Dataset excerpts =
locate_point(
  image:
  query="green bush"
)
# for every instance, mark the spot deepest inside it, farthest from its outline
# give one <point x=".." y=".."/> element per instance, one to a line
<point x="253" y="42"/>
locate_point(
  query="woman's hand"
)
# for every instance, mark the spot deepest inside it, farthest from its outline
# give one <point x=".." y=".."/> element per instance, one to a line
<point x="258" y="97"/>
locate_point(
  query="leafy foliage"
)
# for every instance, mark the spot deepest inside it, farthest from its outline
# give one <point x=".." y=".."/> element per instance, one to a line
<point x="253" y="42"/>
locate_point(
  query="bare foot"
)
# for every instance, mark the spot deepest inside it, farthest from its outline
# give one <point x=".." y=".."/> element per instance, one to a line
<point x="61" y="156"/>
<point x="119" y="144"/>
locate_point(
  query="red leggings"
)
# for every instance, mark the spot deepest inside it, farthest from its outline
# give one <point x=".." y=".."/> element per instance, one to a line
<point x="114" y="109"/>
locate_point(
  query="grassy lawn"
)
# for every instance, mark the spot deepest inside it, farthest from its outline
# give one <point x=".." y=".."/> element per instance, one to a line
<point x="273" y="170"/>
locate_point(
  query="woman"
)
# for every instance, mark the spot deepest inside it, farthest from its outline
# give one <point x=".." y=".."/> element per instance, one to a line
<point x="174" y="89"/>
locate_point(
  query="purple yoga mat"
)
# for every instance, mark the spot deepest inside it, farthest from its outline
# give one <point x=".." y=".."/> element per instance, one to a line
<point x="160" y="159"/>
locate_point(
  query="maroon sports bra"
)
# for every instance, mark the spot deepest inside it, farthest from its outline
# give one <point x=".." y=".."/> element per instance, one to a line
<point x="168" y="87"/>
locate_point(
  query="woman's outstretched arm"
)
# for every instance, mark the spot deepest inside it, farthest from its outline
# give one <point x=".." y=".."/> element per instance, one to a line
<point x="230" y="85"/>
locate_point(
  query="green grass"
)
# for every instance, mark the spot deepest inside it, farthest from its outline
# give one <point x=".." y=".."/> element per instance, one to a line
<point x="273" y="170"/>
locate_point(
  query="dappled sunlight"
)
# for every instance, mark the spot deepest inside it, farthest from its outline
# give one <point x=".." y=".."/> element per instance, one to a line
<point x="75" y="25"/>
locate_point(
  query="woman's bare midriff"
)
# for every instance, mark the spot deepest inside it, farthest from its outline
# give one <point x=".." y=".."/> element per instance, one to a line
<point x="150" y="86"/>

Problem to work on = Word for word, write out the data.

Full answer =
locate_point(
  image:
  query="green bush"
)
# for every instance, mark the spot deepest inside it, farthest from its outline
# give one <point x=".." y=".."/> element per instance, one to a line
<point x="253" y="42"/>
locate_point(
  query="woman's hand"
)
# for every instance, mark the spot deepest inside it, farthest from its outline
# give one <point x=".." y=".."/> element per instance, one to a line
<point x="258" y="97"/>
locate_point(
  query="leafy foliage"
)
# for every instance, mark the spot deepest inside it, farthest from its outline
# give one <point x=".." y=".."/> element per instance, one to a line
<point x="253" y="42"/>
locate_point(
  query="bare foot"
)
# for every instance, mark the spot deepest inside it, farthest from its outline
# give one <point x=".." y=".."/> element per instance, one to a line
<point x="61" y="156"/>
<point x="119" y="144"/>
locate_point(
  query="red leggings"
)
# for every instance, mark the spot deepest inside it, farthest from its outline
# give one <point x=".." y=".."/> element per instance, one to a line
<point x="114" y="109"/>
locate_point(
  query="grassy lawn"
)
# for every instance, mark the spot deepest inside it, farthest from its outline
# give one <point x=".." y=".."/> element per instance, one to a line
<point x="273" y="170"/>
locate_point(
  query="woman"
)
# for every instance, mark the spot deepest inside it, farthest from its outline
# give one <point x=".." y=".."/> element per instance, one to a line
<point x="174" y="89"/>
locate_point(
  query="purple yoga mat"
)
# for every instance, mark the spot deepest inside it, farthest from its outline
# give one <point x=".." y=".."/> element per instance, one to a line
<point x="160" y="159"/>
locate_point(
  query="maroon sports bra"
)
# for every instance, mark the spot deepest inside it, farthest from its outline
# give one <point x=".." y=".."/> element per instance, one to a line
<point x="168" y="87"/>
locate_point(
  query="woman's outstretched arm"
)
# for every instance, mark the spot deepest inside it, farthest from its outline
# give one <point x=".." y=".."/> element per instance, one to a line
<point x="230" y="85"/>
locate_point(
  query="green grass"
)
# for every instance, mark the spot deepest inside it, farthest from its outline
# give one <point x=".." y=".."/> element per instance, one to a line
<point x="273" y="170"/>
locate_point(
  query="dappled sunlight"
)
# for every instance, mark the spot deepest inside it, farthest from its outline
# give one <point x=".." y=".."/> element per instance, one to a line
<point x="75" y="25"/>
locate_point(
  query="woman's bare midriff"
)
# for every instance, mark the spot deepest inside it, farthest from its outline
# give one <point x=".." y=".."/> element per instance, one to a line
<point x="150" y="86"/>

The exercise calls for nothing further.